-- Opening Marker --

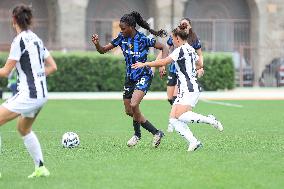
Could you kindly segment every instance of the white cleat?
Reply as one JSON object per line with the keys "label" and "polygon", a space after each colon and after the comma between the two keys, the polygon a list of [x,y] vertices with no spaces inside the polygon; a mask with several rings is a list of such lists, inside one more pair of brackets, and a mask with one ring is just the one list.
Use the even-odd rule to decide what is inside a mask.
{"label": "white cleat", "polygon": [[198,148],[201,148],[201,147],[202,147],[202,143],[200,141],[196,141],[194,143],[189,144],[187,151],[193,152],[193,151],[195,151],[195,150],[197,150]]}
{"label": "white cleat", "polygon": [[133,135],[133,137],[131,137],[131,139],[128,140],[127,146],[133,147],[139,142],[139,140],[140,140],[140,138],[138,136]]}
{"label": "white cleat", "polygon": [[152,146],[155,147],[155,148],[157,148],[157,147],[160,145],[161,139],[162,139],[164,136],[165,136],[165,135],[164,135],[163,131],[158,131],[158,132],[154,135],[154,137],[153,137]]}
{"label": "white cleat", "polygon": [[218,120],[216,119],[215,116],[213,116],[213,115],[208,115],[207,117],[209,117],[210,119],[212,119],[211,125],[212,125],[215,129],[218,129],[219,131],[223,131],[223,130],[224,130],[223,125],[221,124],[220,121],[218,121]]}
{"label": "white cleat", "polygon": [[167,132],[169,132],[169,133],[174,132],[174,126],[173,126],[172,124],[170,124],[170,123],[169,123],[169,125],[168,125]]}

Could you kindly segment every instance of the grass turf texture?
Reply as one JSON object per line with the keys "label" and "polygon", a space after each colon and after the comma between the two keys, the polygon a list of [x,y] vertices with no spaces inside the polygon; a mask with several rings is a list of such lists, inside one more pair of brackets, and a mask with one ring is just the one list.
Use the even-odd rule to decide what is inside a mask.
{"label": "grass turf texture", "polygon": [[[200,101],[195,112],[213,113],[224,132],[205,124],[191,129],[204,147],[188,153],[177,133],[166,133],[158,149],[143,130],[134,148],[126,146],[132,121],[122,101],[50,100],[33,130],[41,142],[49,178],[28,180],[33,162],[15,128],[1,127],[0,188],[281,188],[284,186],[284,101],[226,101],[242,108]],[[169,105],[144,101],[142,112],[166,132]],[[282,115],[282,116],[281,116]],[[61,147],[74,131],[81,144]]]}

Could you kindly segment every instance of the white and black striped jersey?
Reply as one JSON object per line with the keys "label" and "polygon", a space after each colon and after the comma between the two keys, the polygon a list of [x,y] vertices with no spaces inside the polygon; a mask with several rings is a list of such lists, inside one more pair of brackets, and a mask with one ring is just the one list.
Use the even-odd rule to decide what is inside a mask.
{"label": "white and black striped jersey", "polygon": [[17,61],[19,92],[30,98],[47,97],[44,60],[48,56],[42,40],[32,31],[22,31],[14,38],[8,59]]}
{"label": "white and black striped jersey", "polygon": [[196,61],[199,59],[195,49],[188,43],[176,48],[170,55],[177,69],[178,87],[188,92],[199,92],[196,82]]}

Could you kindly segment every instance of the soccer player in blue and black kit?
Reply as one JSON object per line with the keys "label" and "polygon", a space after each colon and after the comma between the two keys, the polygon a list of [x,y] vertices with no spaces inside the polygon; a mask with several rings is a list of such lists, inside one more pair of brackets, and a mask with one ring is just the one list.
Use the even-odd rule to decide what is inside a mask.
{"label": "soccer player in blue and black kit", "polygon": [[135,146],[141,139],[140,125],[153,134],[153,146],[158,147],[164,133],[156,129],[141,113],[139,104],[147,93],[153,78],[153,72],[150,67],[141,69],[132,69],[131,65],[136,62],[146,62],[149,47],[162,50],[162,57],[168,55],[166,45],[157,42],[154,38],[147,37],[145,34],[138,32],[136,24],[148,30],[155,36],[166,36],[164,30],[154,31],[150,29],[149,24],[143,20],[138,12],[125,14],[120,19],[119,27],[121,32],[109,44],[101,46],[97,34],[92,36],[92,41],[99,53],[103,54],[117,46],[123,51],[126,62],[126,76],[124,83],[123,101],[125,112],[133,117],[134,136],[127,142],[129,147]]}

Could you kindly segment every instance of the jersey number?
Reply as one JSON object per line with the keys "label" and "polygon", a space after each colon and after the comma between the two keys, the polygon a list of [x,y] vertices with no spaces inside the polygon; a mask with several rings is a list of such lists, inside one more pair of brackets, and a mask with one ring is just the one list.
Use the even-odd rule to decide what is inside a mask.
{"label": "jersey number", "polygon": [[38,52],[38,60],[39,60],[39,64],[40,64],[40,68],[42,68],[42,60],[41,60],[41,56],[40,56],[40,47],[38,42],[34,42],[34,45],[37,47],[37,52]]}
{"label": "jersey number", "polygon": [[146,79],[144,78],[144,77],[142,77],[141,79],[140,79],[140,81],[138,81],[138,85],[140,84],[140,85],[145,85],[145,81],[146,81]]}

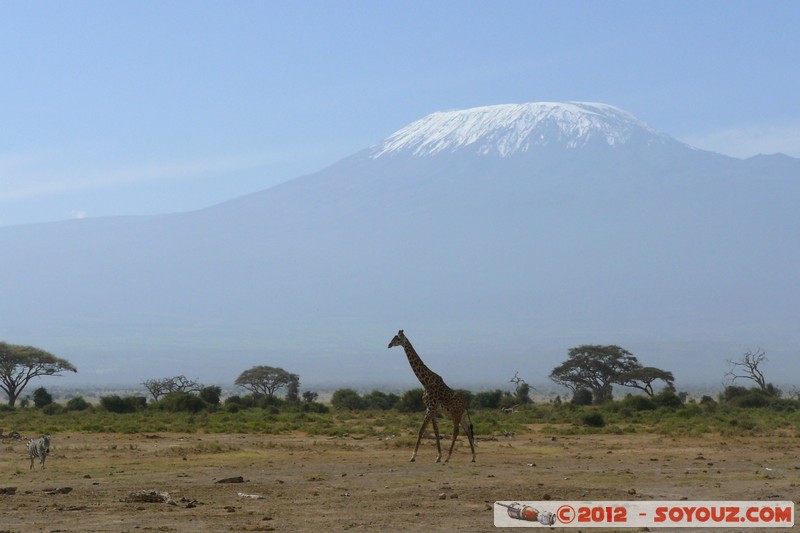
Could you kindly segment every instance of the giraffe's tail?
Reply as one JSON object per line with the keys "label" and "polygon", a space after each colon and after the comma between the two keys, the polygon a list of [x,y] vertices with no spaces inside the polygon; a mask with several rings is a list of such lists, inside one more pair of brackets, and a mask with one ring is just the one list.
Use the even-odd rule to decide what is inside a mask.
{"label": "giraffe's tail", "polygon": [[472,418],[469,416],[469,411],[465,411],[467,413],[467,422],[469,422],[469,436],[474,440],[475,439],[475,431],[472,426]]}

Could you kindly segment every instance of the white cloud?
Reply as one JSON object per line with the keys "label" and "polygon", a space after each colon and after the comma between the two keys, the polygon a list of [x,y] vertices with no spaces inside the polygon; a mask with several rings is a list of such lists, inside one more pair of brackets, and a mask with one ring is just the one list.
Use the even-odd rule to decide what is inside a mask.
{"label": "white cloud", "polygon": [[696,148],[734,157],[747,158],[778,152],[800,157],[800,125],[746,126],[684,136],[681,140]]}

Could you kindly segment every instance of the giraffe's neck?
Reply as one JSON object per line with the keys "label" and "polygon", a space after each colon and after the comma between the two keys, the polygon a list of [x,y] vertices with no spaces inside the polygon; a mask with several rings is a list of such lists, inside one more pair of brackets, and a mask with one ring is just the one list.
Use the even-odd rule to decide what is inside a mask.
{"label": "giraffe's neck", "polygon": [[417,351],[414,350],[414,347],[411,346],[411,343],[408,342],[408,339],[403,342],[403,349],[406,351],[406,357],[408,357],[408,363],[411,365],[411,370],[414,371],[414,375],[417,376],[417,379],[420,383],[422,383],[423,387],[427,387],[431,384],[433,379],[439,377],[439,375],[433,370],[425,366],[425,363],[423,363],[422,359],[419,358]]}

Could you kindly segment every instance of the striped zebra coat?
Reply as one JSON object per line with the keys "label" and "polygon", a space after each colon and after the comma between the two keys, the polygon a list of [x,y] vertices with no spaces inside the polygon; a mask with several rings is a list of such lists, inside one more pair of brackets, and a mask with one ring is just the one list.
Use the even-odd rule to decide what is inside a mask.
{"label": "striped zebra coat", "polygon": [[33,460],[38,457],[39,463],[44,470],[44,460],[47,459],[47,454],[50,453],[50,435],[45,435],[36,440],[30,439],[25,445],[28,448],[28,457],[31,459],[31,468],[36,470],[33,466]]}

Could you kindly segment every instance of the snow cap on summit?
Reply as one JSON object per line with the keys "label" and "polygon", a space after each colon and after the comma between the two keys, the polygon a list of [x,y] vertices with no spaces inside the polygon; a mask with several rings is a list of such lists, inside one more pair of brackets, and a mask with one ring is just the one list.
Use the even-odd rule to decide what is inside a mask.
{"label": "snow cap on summit", "polygon": [[435,155],[470,147],[475,153],[508,157],[532,146],[577,148],[598,140],[627,143],[636,132],[661,141],[665,134],[607,104],[537,102],[433,113],[372,147],[370,157],[407,152]]}

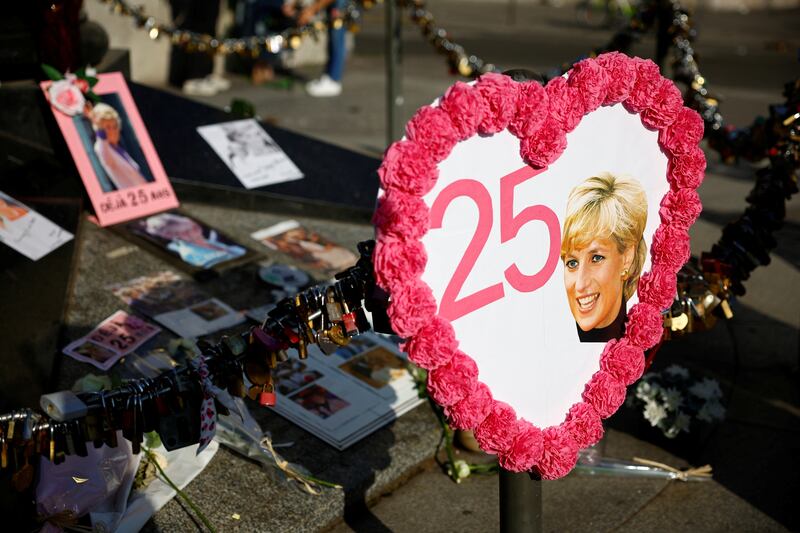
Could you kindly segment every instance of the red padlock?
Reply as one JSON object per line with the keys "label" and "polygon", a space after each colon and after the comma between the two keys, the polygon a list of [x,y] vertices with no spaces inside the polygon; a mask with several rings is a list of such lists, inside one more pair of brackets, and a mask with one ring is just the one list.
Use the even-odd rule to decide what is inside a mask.
{"label": "red padlock", "polygon": [[278,398],[271,386],[267,387],[265,385],[261,392],[258,393],[258,404],[262,407],[273,407],[277,400]]}

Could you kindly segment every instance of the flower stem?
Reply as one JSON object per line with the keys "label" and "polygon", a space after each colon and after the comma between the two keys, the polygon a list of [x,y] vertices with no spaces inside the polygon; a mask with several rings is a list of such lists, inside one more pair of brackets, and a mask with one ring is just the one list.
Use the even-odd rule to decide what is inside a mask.
{"label": "flower stem", "polygon": [[214,529],[214,526],[211,525],[211,522],[208,521],[208,518],[206,518],[206,515],[203,514],[203,512],[200,510],[200,508],[198,508],[194,504],[192,499],[189,498],[189,496],[187,496],[185,492],[183,492],[181,489],[179,489],[178,486],[175,483],[172,482],[172,480],[169,478],[169,476],[167,476],[166,472],[164,472],[164,470],[161,468],[161,465],[158,464],[158,461],[156,460],[156,456],[152,452],[152,450],[150,450],[149,448],[147,448],[145,446],[142,446],[142,450],[144,450],[144,453],[147,455],[147,458],[150,459],[150,461],[152,461],[153,464],[156,466],[156,470],[158,470],[158,473],[161,474],[161,477],[164,478],[164,481],[166,481],[167,484],[170,487],[172,487],[172,490],[174,490],[175,493],[183,501],[185,501],[186,504],[189,507],[191,507],[192,511],[194,511],[194,513],[197,515],[197,517],[200,519],[200,521],[203,522],[203,525],[205,525],[206,528],[208,528],[208,530],[211,531],[212,533],[216,533],[217,530]]}

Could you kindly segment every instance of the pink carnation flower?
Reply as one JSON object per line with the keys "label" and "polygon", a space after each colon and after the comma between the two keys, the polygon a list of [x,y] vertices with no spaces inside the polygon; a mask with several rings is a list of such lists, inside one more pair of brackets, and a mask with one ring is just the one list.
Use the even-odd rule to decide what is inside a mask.
{"label": "pink carnation flower", "polygon": [[559,123],[549,117],[544,125],[520,143],[520,155],[533,168],[544,168],[558,159],[567,147],[567,135]]}
{"label": "pink carnation flower", "polygon": [[675,299],[677,276],[669,268],[653,268],[639,279],[639,301],[667,309]]}
{"label": "pink carnation flower", "polygon": [[420,108],[406,124],[406,137],[430,152],[434,161],[442,161],[458,142],[458,132],[444,110],[439,107]]}
{"label": "pink carnation flower", "polygon": [[700,202],[700,195],[694,189],[678,189],[668,192],[661,199],[661,221],[676,228],[689,229],[700,212],[703,204]]}
{"label": "pink carnation flower", "polygon": [[592,446],[603,438],[603,422],[594,408],[585,402],[573,405],[562,424],[579,449]]}
{"label": "pink carnation flower", "polygon": [[650,129],[666,128],[678,117],[683,107],[683,95],[672,80],[661,78],[653,103],[642,111],[642,123]]}
{"label": "pink carnation flower", "polygon": [[630,385],[644,372],[644,350],[634,346],[627,339],[612,339],[600,356],[600,370],[603,370],[625,385]]}
{"label": "pink carnation flower", "polygon": [[450,116],[459,140],[464,140],[478,131],[486,104],[475,87],[457,81],[447,89],[439,105]]}
{"label": "pink carnation flower", "polygon": [[674,155],[667,163],[667,179],[673,189],[696,189],[706,174],[706,155],[699,146]]}
{"label": "pink carnation flower", "polygon": [[471,357],[456,350],[447,364],[428,373],[428,394],[442,406],[466,398],[477,386],[478,365]]}
{"label": "pink carnation flower", "polygon": [[658,132],[658,143],[673,156],[686,154],[697,148],[704,132],[705,124],[697,111],[681,107],[675,122]]}
{"label": "pink carnation flower", "polygon": [[632,61],[636,68],[636,83],[624,104],[628,111],[641,113],[653,104],[663,78],[658,65],[649,59],[634,57]]}
{"label": "pink carnation flower", "polygon": [[492,393],[484,383],[477,382],[475,389],[460,402],[445,406],[444,414],[453,429],[472,429],[484,421],[492,410]]}
{"label": "pink carnation flower", "polygon": [[591,405],[600,418],[608,418],[625,401],[625,384],[608,372],[599,370],[584,387],[583,401]]}
{"label": "pink carnation flower", "polygon": [[517,112],[508,124],[508,131],[520,139],[531,136],[547,118],[548,102],[544,87],[535,81],[519,85]]}
{"label": "pink carnation flower", "polygon": [[509,472],[527,472],[542,459],[544,435],[527,420],[517,421],[517,434],[511,446],[497,455],[501,468]]}
{"label": "pink carnation flower", "polygon": [[416,336],[406,341],[400,348],[408,354],[415,365],[432,370],[447,364],[458,348],[456,333],[450,322],[434,316]]}
{"label": "pink carnation flower", "polygon": [[506,75],[487,72],[478,78],[475,88],[485,104],[478,132],[490,135],[506,129],[517,111],[519,83]]}
{"label": "pink carnation flower", "polygon": [[587,114],[600,107],[608,94],[608,73],[592,58],[575,63],[569,71],[567,83],[578,89]]}
{"label": "pink carnation flower", "polygon": [[428,150],[413,141],[393,143],[378,168],[381,187],[424,196],[436,183],[439,167]]}
{"label": "pink carnation flower", "polygon": [[636,82],[636,65],[631,58],[619,52],[607,52],[597,56],[597,63],[608,72],[608,89],[605,105],[623,102],[631,94]]}
{"label": "pink carnation flower", "polygon": [[404,241],[389,236],[378,239],[372,260],[378,286],[390,294],[419,278],[427,262],[428,254],[420,241]]}
{"label": "pink carnation flower", "polygon": [[568,431],[558,426],[546,428],[542,433],[542,458],[539,459],[536,470],[542,479],[562,478],[578,462],[578,443]]}
{"label": "pink carnation flower", "polygon": [[388,191],[378,199],[372,224],[379,236],[419,240],[430,227],[430,209],[419,196]]}
{"label": "pink carnation flower", "polygon": [[507,403],[495,401],[487,417],[475,428],[475,439],[486,453],[499,453],[511,447],[517,431],[517,413]]}
{"label": "pink carnation flower", "polygon": [[658,344],[662,335],[664,335],[664,320],[661,318],[661,311],[644,302],[634,305],[628,313],[628,322],[625,324],[625,338],[628,342],[647,350]]}
{"label": "pink carnation flower", "polygon": [[685,228],[661,225],[653,234],[650,247],[653,262],[677,272],[689,260],[691,247]]}
{"label": "pink carnation flower", "polygon": [[431,288],[420,279],[394,287],[386,310],[392,329],[401,337],[416,334],[436,314],[436,299]]}
{"label": "pink carnation flower", "polygon": [[550,102],[550,117],[566,133],[574,130],[584,115],[583,99],[579,90],[567,85],[567,80],[560,76],[550,80],[544,89]]}

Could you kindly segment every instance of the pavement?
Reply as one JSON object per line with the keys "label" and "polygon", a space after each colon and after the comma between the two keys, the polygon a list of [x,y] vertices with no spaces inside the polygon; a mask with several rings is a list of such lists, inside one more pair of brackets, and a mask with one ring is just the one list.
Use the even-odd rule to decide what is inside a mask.
{"label": "pavement", "polygon": [[[453,0],[432,0],[429,7],[470,53],[504,68],[548,71],[610,37],[608,30],[577,25],[568,7]],[[224,107],[233,97],[245,98],[256,106],[261,118],[276,125],[380,155],[386,146],[382,16],[380,7],[366,14],[355,51],[347,62],[344,92],[337,98],[312,99],[304,94],[302,79],[319,73],[318,68],[309,68],[296,73],[298,78],[290,90],[253,87],[244,78],[233,78],[231,91],[198,100]],[[746,16],[710,11],[697,14],[700,64],[709,87],[722,97],[726,122],[749,124],[758,114],[766,114],[769,104],[781,101],[783,83],[800,73],[798,23],[798,10],[759,11]],[[404,120],[456,79],[448,74],[443,58],[418,33],[409,24],[403,31]],[[653,49],[652,39],[645,38],[634,53],[648,56]],[[705,212],[692,230],[695,254],[709,249],[722,226],[742,212],[754,176],[754,168],[745,163],[726,166],[718,163],[715,154],[708,155],[709,171],[700,189]],[[272,219],[267,214],[250,213],[247,216],[257,216],[258,221],[248,218],[244,222],[244,215],[232,210],[189,207],[201,218],[245,238],[250,227]],[[370,233],[367,226],[314,219],[306,222],[348,244]],[[95,250],[98,257],[104,250],[121,245],[108,240],[113,238],[100,239],[98,246],[102,249]],[[630,459],[638,455],[676,467],[708,463],[714,468],[714,480],[681,483],[576,472],[563,480],[544,482],[544,530],[800,529],[797,198],[787,203],[786,223],[776,238],[778,247],[771,264],[747,280],[748,292],[735,302],[733,319],[709,332],[667,343],[656,359],[656,369],[678,363],[719,380],[726,398],[726,420],[688,448],[641,431],[641,424],[637,425],[635,413],[629,409],[623,408],[607,424],[602,445],[606,456]],[[136,265],[125,268],[138,270]],[[83,289],[79,285],[77,290]],[[84,296],[100,297],[89,292]],[[82,323],[94,322],[86,317]],[[264,422],[273,435],[277,432],[314,440],[290,424],[281,425],[276,418]],[[498,478],[473,476],[461,484],[451,482],[432,460],[437,441],[435,420],[422,406],[345,454],[317,443],[312,450],[304,448],[290,457],[321,477],[327,474],[333,480],[350,480],[344,495],[326,491],[314,498],[276,489],[259,469],[227,451],[221,451],[187,491],[207,505],[204,509],[210,511],[212,522],[221,531],[498,530]],[[354,476],[358,482],[353,481]],[[234,523],[232,512],[240,513],[246,521]],[[146,530],[193,527],[179,503],[173,501]]]}

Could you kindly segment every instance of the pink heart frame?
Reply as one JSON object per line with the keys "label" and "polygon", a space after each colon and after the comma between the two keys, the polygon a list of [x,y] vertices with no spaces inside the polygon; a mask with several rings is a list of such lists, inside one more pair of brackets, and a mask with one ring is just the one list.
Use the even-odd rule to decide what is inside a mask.
{"label": "pink heart frame", "polygon": [[[605,345],[600,369],[586,383],[582,401],[559,425],[539,428],[493,398],[478,379],[475,361],[458,350],[452,325],[437,314],[436,299],[421,279],[427,254],[420,239],[430,226],[422,197],[436,183],[439,162],[459,141],[507,129],[520,140],[523,160],[544,168],[564,152],[566,134],[585,115],[616,104],[658,131],[668,160],[670,190],[660,204],[651,270],[639,281],[639,302],[628,312],[625,335]],[[602,419],[619,409],[626,386],[641,376],[644,350],[661,339],[661,311],[671,305],[676,274],[689,259],[688,229],[702,209],[695,190],[705,173],[698,146],[702,137],[702,118],[683,106],[680,91],[655,63],[611,52],[580,61],[566,78],[545,87],[494,73],[474,84],[457,82],[438,105],[421,108],[407,124],[406,138],[386,151],[379,169],[384,195],[373,218],[374,264],[378,284],[391,294],[392,327],[406,339],[403,348],[410,360],[429,371],[429,393],[451,426],[473,430],[481,448],[497,454],[501,467],[533,470],[543,479],[565,476],[578,450],[600,440]]]}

-- Closing Marker --

_EXERCISE GOAL_
Only the lines from the one containing "Could you kindly segment every instance of the pink heart" through the last line of the material belong in your answer; output them exactly.

_REPLY_
Could you kindly segment every instance of the pink heart frame?
Reply as one JSON object per line with the keys "label" and "polygon", a space after each colon and after the comma between the two keys, the polygon a list of [x,y] vertices with no spaces inside the polygon; a mask with several rings is a list of such lists, inside one more pair of brackets, and a mask with one ring is just the one list.
Use the even-odd rule to decide what is inside a mask.
{"label": "pink heart frame", "polygon": [[[605,345],[600,369],[586,383],[582,401],[559,425],[539,428],[493,398],[478,379],[475,361],[458,350],[452,325],[437,314],[436,299],[421,279],[427,254],[420,239],[430,226],[422,197],[436,183],[439,162],[459,141],[507,129],[520,140],[523,160],[544,168],[564,152],[566,134],[585,115],[616,104],[658,131],[668,160],[670,190],[660,204],[651,270],[639,281],[639,302],[628,312],[625,335]],[[602,419],[619,409],[626,386],[641,376],[644,350],[661,339],[661,311],[671,305],[676,274],[689,259],[688,229],[702,209],[695,190],[705,173],[698,146],[702,137],[702,118],[683,106],[680,91],[655,63],[611,52],[580,61],[566,78],[545,87],[494,73],[474,84],[457,82],[438,105],[421,108],[407,124],[406,138],[386,151],[379,169],[384,195],[373,218],[374,264],[378,284],[391,294],[392,327],[406,339],[403,348],[410,360],[429,371],[429,393],[451,426],[473,430],[481,448],[497,454],[501,467],[533,470],[543,479],[565,476],[578,450],[600,440]]]}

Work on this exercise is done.